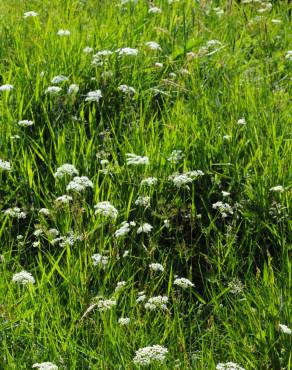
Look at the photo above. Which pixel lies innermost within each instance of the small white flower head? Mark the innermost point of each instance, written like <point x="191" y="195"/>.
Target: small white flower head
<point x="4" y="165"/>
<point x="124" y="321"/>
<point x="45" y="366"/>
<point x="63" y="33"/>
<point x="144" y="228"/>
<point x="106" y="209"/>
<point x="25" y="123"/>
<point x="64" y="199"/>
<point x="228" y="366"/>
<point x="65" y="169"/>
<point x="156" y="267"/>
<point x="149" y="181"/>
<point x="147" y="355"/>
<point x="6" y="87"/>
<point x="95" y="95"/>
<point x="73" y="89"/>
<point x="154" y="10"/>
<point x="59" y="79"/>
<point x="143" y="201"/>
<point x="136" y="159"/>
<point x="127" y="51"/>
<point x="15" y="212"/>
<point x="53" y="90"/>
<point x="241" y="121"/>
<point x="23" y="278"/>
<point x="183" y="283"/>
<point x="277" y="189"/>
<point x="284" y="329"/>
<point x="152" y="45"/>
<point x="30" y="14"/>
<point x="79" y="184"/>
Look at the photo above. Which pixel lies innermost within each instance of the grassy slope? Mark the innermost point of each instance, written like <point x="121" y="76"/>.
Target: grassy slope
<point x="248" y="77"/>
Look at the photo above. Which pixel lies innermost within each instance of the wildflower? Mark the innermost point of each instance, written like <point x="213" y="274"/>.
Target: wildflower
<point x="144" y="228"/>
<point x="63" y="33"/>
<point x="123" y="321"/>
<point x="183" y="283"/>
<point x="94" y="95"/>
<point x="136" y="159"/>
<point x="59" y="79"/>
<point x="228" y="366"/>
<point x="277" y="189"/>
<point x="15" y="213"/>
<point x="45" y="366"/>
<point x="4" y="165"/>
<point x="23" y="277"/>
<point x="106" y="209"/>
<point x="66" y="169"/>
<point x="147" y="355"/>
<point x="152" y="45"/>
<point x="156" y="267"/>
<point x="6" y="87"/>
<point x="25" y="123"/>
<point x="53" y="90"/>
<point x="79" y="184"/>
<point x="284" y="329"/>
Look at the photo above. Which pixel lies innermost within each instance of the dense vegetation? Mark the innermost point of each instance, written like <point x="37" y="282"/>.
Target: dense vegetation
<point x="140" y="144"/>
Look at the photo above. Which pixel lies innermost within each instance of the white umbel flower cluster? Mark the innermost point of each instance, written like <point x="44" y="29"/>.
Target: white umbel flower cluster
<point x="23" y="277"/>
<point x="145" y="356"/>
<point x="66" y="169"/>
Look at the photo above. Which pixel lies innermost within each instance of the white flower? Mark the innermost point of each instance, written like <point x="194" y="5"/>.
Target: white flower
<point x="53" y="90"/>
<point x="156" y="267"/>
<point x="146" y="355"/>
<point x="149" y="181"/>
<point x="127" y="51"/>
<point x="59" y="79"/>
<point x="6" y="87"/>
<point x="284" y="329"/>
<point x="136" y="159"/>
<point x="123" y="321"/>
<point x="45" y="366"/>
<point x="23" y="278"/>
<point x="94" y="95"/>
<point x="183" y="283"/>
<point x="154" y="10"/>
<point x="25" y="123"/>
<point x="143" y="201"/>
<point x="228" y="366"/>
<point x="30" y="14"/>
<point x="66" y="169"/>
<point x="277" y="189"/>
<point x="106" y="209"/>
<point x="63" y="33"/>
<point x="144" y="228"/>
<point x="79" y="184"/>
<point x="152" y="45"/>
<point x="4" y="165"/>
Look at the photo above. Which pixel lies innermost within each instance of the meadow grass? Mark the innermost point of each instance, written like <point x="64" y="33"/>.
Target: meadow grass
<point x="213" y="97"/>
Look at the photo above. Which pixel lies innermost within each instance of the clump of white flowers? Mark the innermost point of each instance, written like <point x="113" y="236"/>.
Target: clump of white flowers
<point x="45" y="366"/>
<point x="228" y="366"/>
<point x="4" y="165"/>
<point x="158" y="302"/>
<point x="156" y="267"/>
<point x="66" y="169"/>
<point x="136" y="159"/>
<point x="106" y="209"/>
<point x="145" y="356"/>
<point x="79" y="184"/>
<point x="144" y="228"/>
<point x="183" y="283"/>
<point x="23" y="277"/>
::::::
* **Directions for this task**:
Render all the rows above as a JSON list of strings, one string per line, skipping blank lines. Leave the pictures out of the answer.

* **Exercise output**:
[
  "Look at the photo above. Which pixel lies innermost within each instance of the small white flower head? Mark the innermost point of each instance, written like <point x=\"191\" y=\"195\"/>.",
  "Target: small white flower head",
  "<point x=\"4\" y=\"165\"/>",
  "<point x=\"124\" y=\"321\"/>",
  "<point x=\"45\" y=\"366\"/>",
  "<point x=\"63\" y=\"33\"/>",
  "<point x=\"144\" y=\"228\"/>",
  "<point x=\"106\" y=\"209\"/>",
  "<point x=\"25\" y=\"123\"/>",
  "<point x=\"64\" y=\"199\"/>",
  "<point x=\"228\" y=\"366\"/>",
  "<point x=\"65\" y=\"169\"/>",
  "<point x=\"156\" y=\"267\"/>",
  "<point x=\"149\" y=\"181\"/>",
  "<point x=\"147\" y=\"355\"/>",
  "<point x=\"6\" y=\"87\"/>",
  "<point x=\"95\" y=\"95\"/>",
  "<point x=\"73\" y=\"89\"/>",
  "<point x=\"154\" y=\"10\"/>",
  "<point x=\"59\" y=\"79\"/>",
  "<point x=\"143\" y=\"201\"/>",
  "<point x=\"136\" y=\"159\"/>",
  "<point x=\"127\" y=\"51\"/>",
  "<point x=\"15\" y=\"212\"/>",
  "<point x=\"53\" y=\"90\"/>",
  "<point x=\"241\" y=\"121\"/>",
  "<point x=\"23\" y=\"278\"/>",
  "<point x=\"183\" y=\"283\"/>",
  "<point x=\"277\" y=\"189\"/>",
  "<point x=\"284\" y=\"329\"/>",
  "<point x=\"152\" y=\"45\"/>",
  "<point x=\"30\" y=\"14\"/>",
  "<point x=\"79\" y=\"184\"/>",
  "Look at the photo above. Which pixel lies innermost within each instance of the grassy slope? Mark the innermost point of each instance, written like <point x=\"121\" y=\"76\"/>.",
  "Target: grassy slope",
  "<point x=\"248\" y=\"77\"/>",
  "Look at the photo above. Which pixel lies innermost within each instance of the wildflower? Mark the innermost point of each instance, written like <point x=\"213\" y=\"274\"/>.",
  "Target: wildflower",
  "<point x=\"144\" y=\"228\"/>",
  "<point x=\"63\" y=\"33\"/>",
  "<point x=\"123\" y=\"321\"/>",
  "<point x=\"183\" y=\"283\"/>",
  "<point x=\"94\" y=\"95\"/>",
  "<point x=\"136\" y=\"159\"/>",
  "<point x=\"59\" y=\"79\"/>",
  "<point x=\"228\" y=\"366\"/>",
  "<point x=\"277\" y=\"189\"/>",
  "<point x=\"15\" y=\"213\"/>",
  "<point x=\"45\" y=\"366\"/>",
  "<point x=\"4\" y=\"165\"/>",
  "<point x=\"23\" y=\"277\"/>",
  "<point x=\"106\" y=\"209\"/>",
  "<point x=\"66\" y=\"169\"/>",
  "<point x=\"147\" y=\"355\"/>",
  "<point x=\"152\" y=\"45\"/>",
  "<point x=\"156\" y=\"267\"/>",
  "<point x=\"6\" y=\"87\"/>",
  "<point x=\"25\" y=\"123\"/>",
  "<point x=\"53\" y=\"90\"/>",
  "<point x=\"79\" y=\"184\"/>",
  "<point x=\"284\" y=\"329\"/>",
  "Look at the photo above. Which pixel lies innermost within each instance of the dense vegetation? Mark the innermost point of each instance, written like <point x=\"37\" y=\"282\"/>.",
  "Target: dense vegetation",
  "<point x=\"140\" y=\"144\"/>",
  "Look at the photo above. Which pixel lies innermost within each instance of the white umbel flower cluster? Mark the innermost point of each instance, written like <point x=\"44\" y=\"29\"/>.",
  "Target: white umbel flower cluster",
  "<point x=\"23\" y=\"277\"/>",
  "<point x=\"145\" y=\"356\"/>",
  "<point x=\"66\" y=\"169\"/>",
  "Look at the photo above. Which pixel lies innermost within each instance of the white flower? Mark the innermost point of each instance, written like <point x=\"194\" y=\"5\"/>.",
  "Target: white flower",
  "<point x=\"53\" y=\"90\"/>",
  "<point x=\"156\" y=\"267\"/>",
  "<point x=\"146\" y=\"355\"/>",
  "<point x=\"149\" y=\"181\"/>",
  "<point x=\"127\" y=\"51\"/>",
  "<point x=\"59\" y=\"79\"/>",
  "<point x=\"6\" y=\"87\"/>",
  "<point x=\"284\" y=\"329\"/>",
  "<point x=\"136\" y=\"159\"/>",
  "<point x=\"123\" y=\"321\"/>",
  "<point x=\"45\" y=\"366\"/>",
  "<point x=\"23\" y=\"278\"/>",
  "<point x=\"94\" y=\"95\"/>",
  "<point x=\"183\" y=\"283\"/>",
  "<point x=\"154\" y=\"10\"/>",
  "<point x=\"25\" y=\"123\"/>",
  "<point x=\"143\" y=\"201\"/>",
  "<point x=\"228\" y=\"366\"/>",
  "<point x=\"30\" y=\"14\"/>",
  "<point x=\"66\" y=\"169\"/>",
  "<point x=\"277\" y=\"189\"/>",
  "<point x=\"106\" y=\"209\"/>",
  "<point x=\"63\" y=\"33\"/>",
  "<point x=\"144\" y=\"228\"/>",
  "<point x=\"79\" y=\"184\"/>",
  "<point x=\"152\" y=\"45\"/>",
  "<point x=\"4\" y=\"165\"/>",
  "Look at the photo above. Which pixel lies innermost within each instance of the meadow grass? Mark the innermost point of each instance, written like <point x=\"64\" y=\"33\"/>.",
  "Target: meadow grass",
  "<point x=\"213\" y=\"97\"/>",
  "Look at the photo above. Which pixel lies innermost within each instance of the clump of white flowers? Mark the innermost point of each instance, written like <point x=\"113\" y=\"236\"/>.",
  "Target: clump of white flowers",
  "<point x=\"45\" y=\"366\"/>",
  "<point x=\"228\" y=\"366\"/>",
  "<point x=\"4\" y=\"165\"/>",
  "<point x=\"158\" y=\"302\"/>",
  "<point x=\"156\" y=\"267\"/>",
  "<point x=\"66\" y=\"169\"/>",
  "<point x=\"136\" y=\"159\"/>",
  "<point x=\"106\" y=\"209\"/>",
  "<point x=\"145\" y=\"356\"/>",
  "<point x=\"79\" y=\"184\"/>",
  "<point x=\"144\" y=\"228\"/>",
  "<point x=\"183\" y=\"283\"/>",
  "<point x=\"23\" y=\"277\"/>"
]